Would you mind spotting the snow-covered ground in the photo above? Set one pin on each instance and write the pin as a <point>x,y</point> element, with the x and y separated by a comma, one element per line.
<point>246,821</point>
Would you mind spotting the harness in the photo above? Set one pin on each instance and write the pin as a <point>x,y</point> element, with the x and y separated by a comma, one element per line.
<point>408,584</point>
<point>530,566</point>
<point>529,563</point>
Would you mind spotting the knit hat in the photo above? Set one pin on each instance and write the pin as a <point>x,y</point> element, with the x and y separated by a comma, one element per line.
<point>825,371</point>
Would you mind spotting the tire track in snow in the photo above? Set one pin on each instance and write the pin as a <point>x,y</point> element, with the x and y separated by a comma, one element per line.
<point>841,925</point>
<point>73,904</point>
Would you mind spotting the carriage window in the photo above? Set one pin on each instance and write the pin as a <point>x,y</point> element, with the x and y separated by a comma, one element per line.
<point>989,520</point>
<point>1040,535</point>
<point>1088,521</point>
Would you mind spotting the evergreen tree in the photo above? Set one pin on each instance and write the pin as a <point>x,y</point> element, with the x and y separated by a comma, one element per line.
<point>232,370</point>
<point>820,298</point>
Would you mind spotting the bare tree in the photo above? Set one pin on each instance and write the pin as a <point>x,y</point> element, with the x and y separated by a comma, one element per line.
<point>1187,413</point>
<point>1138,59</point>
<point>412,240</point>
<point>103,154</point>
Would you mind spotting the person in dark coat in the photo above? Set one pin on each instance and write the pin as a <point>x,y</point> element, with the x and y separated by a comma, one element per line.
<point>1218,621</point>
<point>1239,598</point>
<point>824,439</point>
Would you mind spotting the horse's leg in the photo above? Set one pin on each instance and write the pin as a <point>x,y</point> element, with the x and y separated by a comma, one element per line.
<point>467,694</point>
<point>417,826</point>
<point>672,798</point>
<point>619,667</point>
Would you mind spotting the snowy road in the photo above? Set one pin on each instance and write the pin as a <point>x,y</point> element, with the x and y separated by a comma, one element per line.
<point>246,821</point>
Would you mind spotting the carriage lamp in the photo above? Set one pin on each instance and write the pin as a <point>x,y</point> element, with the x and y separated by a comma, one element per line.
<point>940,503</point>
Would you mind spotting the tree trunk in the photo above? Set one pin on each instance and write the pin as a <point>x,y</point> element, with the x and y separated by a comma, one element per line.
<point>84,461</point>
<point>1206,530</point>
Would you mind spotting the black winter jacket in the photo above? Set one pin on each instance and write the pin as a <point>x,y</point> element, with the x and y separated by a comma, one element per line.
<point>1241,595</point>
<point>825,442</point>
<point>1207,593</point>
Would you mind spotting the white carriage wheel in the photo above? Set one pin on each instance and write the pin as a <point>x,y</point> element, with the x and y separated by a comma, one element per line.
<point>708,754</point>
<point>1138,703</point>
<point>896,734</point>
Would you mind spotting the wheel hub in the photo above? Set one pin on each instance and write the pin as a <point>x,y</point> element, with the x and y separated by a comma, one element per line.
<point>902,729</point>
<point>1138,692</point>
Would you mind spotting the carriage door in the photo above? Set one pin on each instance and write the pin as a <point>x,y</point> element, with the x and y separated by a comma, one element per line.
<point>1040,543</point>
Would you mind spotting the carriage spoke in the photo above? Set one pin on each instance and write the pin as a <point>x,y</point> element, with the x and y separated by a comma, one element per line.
* * *
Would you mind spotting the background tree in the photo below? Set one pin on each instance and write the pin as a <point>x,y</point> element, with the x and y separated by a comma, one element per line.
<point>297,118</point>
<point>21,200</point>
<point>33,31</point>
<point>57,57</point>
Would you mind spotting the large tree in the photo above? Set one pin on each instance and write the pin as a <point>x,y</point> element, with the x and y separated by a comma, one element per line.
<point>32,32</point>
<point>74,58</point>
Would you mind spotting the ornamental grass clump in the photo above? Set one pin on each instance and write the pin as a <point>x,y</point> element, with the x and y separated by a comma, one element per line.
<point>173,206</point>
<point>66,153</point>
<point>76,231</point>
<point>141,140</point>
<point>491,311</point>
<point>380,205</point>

● REQUIREMENT: Among the records above, a stretch begins at the line containing "Would you mind spotting the horse's" and ends at the line containing "Would you mind spotting the carriage spoke". Restate that stretch word for word, and nothing else.

● EXERCISE RESULT:
Would you mind spotting the horse's leg in the photo above? Set one pin on each instance and write the pin as a <point>x,y</point> element, with the x and y separated by a comma, one element per line.
<point>467,694</point>
<point>417,826</point>
<point>672,798</point>
<point>619,667</point>
Would you mind spotting the snowy road in the photo above? Set one pin on each instance and write the pin as a <point>x,y</point> element, with the x and y separated by a comma, one element per line.
<point>246,821</point>
Would you mind spotting the carriage lamp in the photo above? Set one pin on each instance and write the pin as a <point>x,y</point> element, with the x and y separated by a comma, one element per line.
<point>940,503</point>
Would you mind spotting the tree trunk in the photo above? Set one pin on each instance and write the pin as a <point>x,y</point> element, with the x and y separated by a comma, one element per line.
<point>84,461</point>
<point>1206,530</point>
Would you mind spotting the black winter jacket in the photo above? Set one pin on each instance and write the pin as a <point>x,y</point> element, with the x and y separated by a comma, one element per line.
<point>1241,595</point>
<point>825,442</point>
<point>1207,593</point>
Would you mind spotting the white carriage wheel in the photo above? Set one pin on each instance and write the pin as a <point>x,y</point> element, with the x and y separated by a comma, one element per line.
<point>708,754</point>
<point>1138,703</point>
<point>896,734</point>
Would you mind spotting the wheel hub in the photo above? Set one pin on each instance and write the pin as a <point>x,y</point> element, with the x and y separated by a comma, one element per line.
<point>902,729</point>
<point>1138,692</point>
Would you mind spotting the carriage door in the photo above? Set one pin on each instance and write the pin as a <point>x,y</point> element, with the x and y separated by a comma, one element per line.
<point>1040,543</point>
Would you mind spotting the carriage spoke in the photo above? Set one pin on each instance and write the pin as a <point>x,y</point> element, with the x and y separated by a comma, one element per line.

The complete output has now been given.